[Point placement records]
══════════════════════════════

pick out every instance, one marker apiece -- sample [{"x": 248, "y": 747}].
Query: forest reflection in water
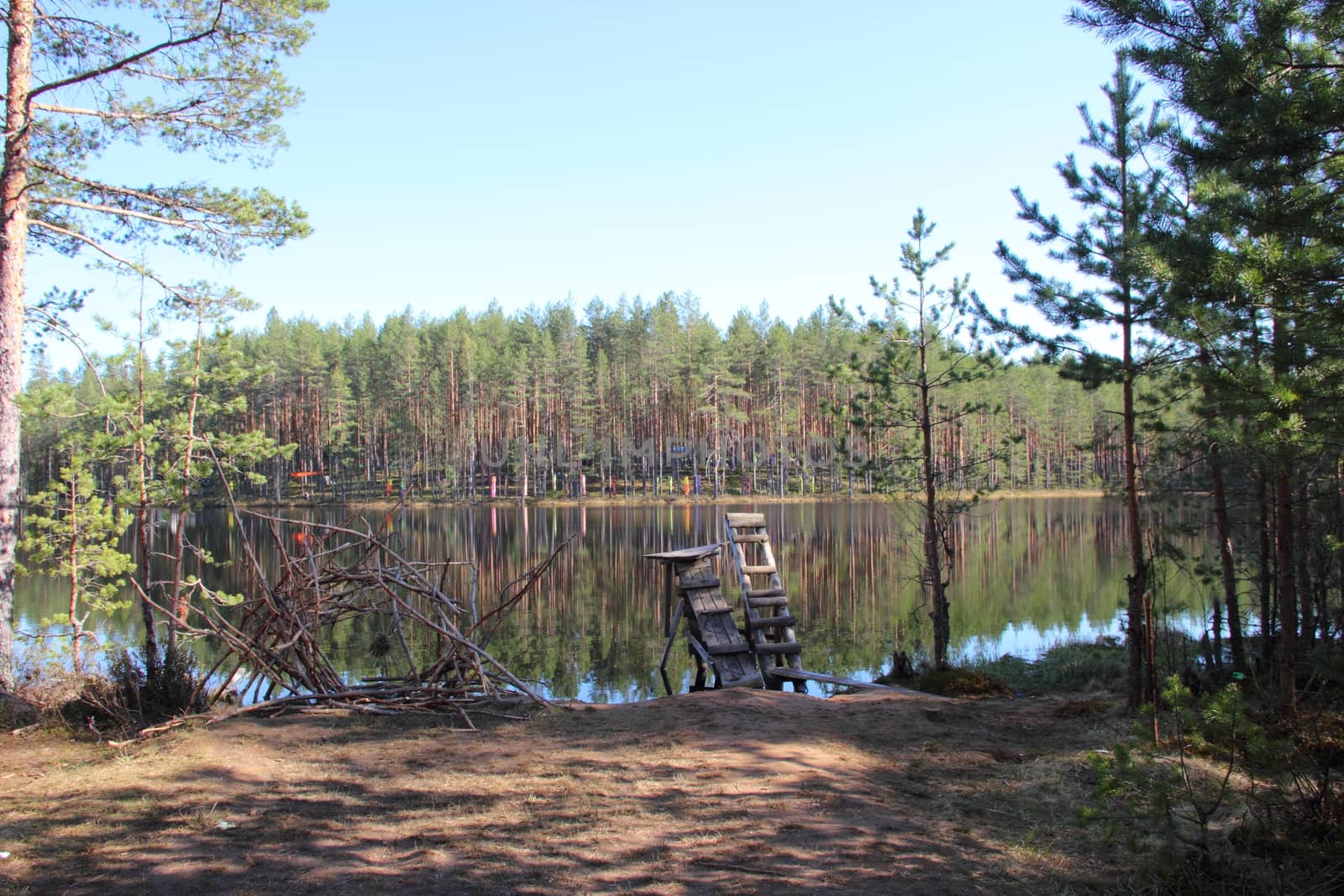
[{"x": 1028, "y": 573}]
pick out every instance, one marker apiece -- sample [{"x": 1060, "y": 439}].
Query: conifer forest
[{"x": 1173, "y": 329}]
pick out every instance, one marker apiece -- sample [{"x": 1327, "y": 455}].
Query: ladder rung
[{"x": 773, "y": 622}]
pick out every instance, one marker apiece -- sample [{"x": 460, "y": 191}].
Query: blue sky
[{"x": 454, "y": 154}]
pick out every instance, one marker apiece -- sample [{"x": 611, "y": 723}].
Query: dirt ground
[{"x": 730, "y": 792}]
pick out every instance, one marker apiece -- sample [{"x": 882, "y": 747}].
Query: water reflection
[{"x": 1027, "y": 574}]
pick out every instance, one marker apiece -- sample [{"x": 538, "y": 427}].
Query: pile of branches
[{"x": 328, "y": 575}]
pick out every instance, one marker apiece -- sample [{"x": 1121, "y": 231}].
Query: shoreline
[{"x": 669, "y": 500}]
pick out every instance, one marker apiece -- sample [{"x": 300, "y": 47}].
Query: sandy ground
[{"x": 732, "y": 792}]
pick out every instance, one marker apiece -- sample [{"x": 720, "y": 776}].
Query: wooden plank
[
  {"x": 773, "y": 622},
  {"x": 705, "y": 600},
  {"x": 685, "y": 553},
  {"x": 801, "y": 674}
]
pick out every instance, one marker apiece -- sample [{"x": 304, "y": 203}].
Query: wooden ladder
[
  {"x": 711, "y": 627},
  {"x": 766, "y": 604}
]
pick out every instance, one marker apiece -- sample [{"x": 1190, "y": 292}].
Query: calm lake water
[{"x": 1028, "y": 573}]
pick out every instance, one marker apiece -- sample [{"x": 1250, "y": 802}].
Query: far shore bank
[{"x": 649, "y": 500}]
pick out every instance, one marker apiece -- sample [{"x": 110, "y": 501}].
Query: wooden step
[{"x": 773, "y": 622}]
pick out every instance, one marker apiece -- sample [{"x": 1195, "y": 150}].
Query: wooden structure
[
  {"x": 769, "y": 624},
  {"x": 763, "y": 654},
  {"x": 712, "y": 631}
]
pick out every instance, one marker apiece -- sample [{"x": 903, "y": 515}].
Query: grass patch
[
  {"x": 1066, "y": 667},
  {"x": 963, "y": 683}
]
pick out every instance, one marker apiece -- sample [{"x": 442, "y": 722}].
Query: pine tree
[
  {"x": 81, "y": 80},
  {"x": 1121, "y": 194},
  {"x": 913, "y": 374}
]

══════════════════════════════

* Exercise description: Each record should be quoted exactly, with the images omitted.

* Task output:
pick out every instance, one marker apiece -- sample [{"x": 248, "y": 747}].
Query: forest reflection in water
[{"x": 1028, "y": 573}]
pick out every instance, one marker apiece -- sample [{"x": 1060, "y": 439}].
Query: conifer forest
[{"x": 1173, "y": 329}]
pick out every instance, one marker apiece -- sample [{"x": 1327, "y": 455}].
Query: ladder rung
[{"x": 773, "y": 622}]
pick out every instance, one marker apiece -- sample [{"x": 460, "y": 191}].
Query: blue sky
[{"x": 454, "y": 154}]
pick out every instance, one marker apiece -- sample [{"x": 611, "y": 723}].
Query: dirt ground
[{"x": 730, "y": 792}]
pick out every instance, one marker apiece -- sample [{"x": 882, "y": 747}].
Query: water reflection
[{"x": 1027, "y": 574}]
pick out every instance, one marker apiece -- sample [{"x": 538, "y": 427}].
Query: pile of branches
[{"x": 328, "y": 575}]
pick out every instance, one marker apiece -- sample [{"x": 1121, "y": 231}].
Query: shoreline
[{"x": 669, "y": 500}]
pick out every instance, one marker apiece -- sample [{"x": 300, "y": 47}].
Query: sandy ground
[{"x": 732, "y": 792}]
pick out every instance, one marker apiece -- sample [{"x": 720, "y": 776}].
Query: wooden plank
[
  {"x": 773, "y": 622},
  {"x": 705, "y": 600},
  {"x": 685, "y": 553},
  {"x": 801, "y": 674}
]
pick out every instance, one marker apiece -- sample [{"x": 304, "y": 203}].
Query: wooden ladder
[
  {"x": 711, "y": 627},
  {"x": 766, "y": 604}
]
pick out every instance, one marker apiece -- sample [{"x": 1190, "y": 292}].
Query: calm lake water
[{"x": 1028, "y": 573}]
pick out every instance, one marker apiece -- sample [{"x": 1250, "y": 802}].
Query: far shore bank
[{"x": 649, "y": 500}]
pick out every instance, one marker apiece -- sample [{"x": 110, "y": 501}].
Query: wooden step
[{"x": 773, "y": 622}]
pick out every instance, one marker apiece -- sample [{"x": 1195, "y": 150}].
Query: wooden structure
[
  {"x": 769, "y": 624},
  {"x": 763, "y": 654},
  {"x": 712, "y": 631}
]
pick out every instance, one marker apiece -- sample [{"x": 903, "y": 515}].
Query: grass patch
[
  {"x": 1066, "y": 667},
  {"x": 963, "y": 683}
]
pick out every instance, one marker apiece -- sample [{"x": 442, "y": 722}].
Query: pine tree
[
  {"x": 81, "y": 80},
  {"x": 1121, "y": 194},
  {"x": 913, "y": 374}
]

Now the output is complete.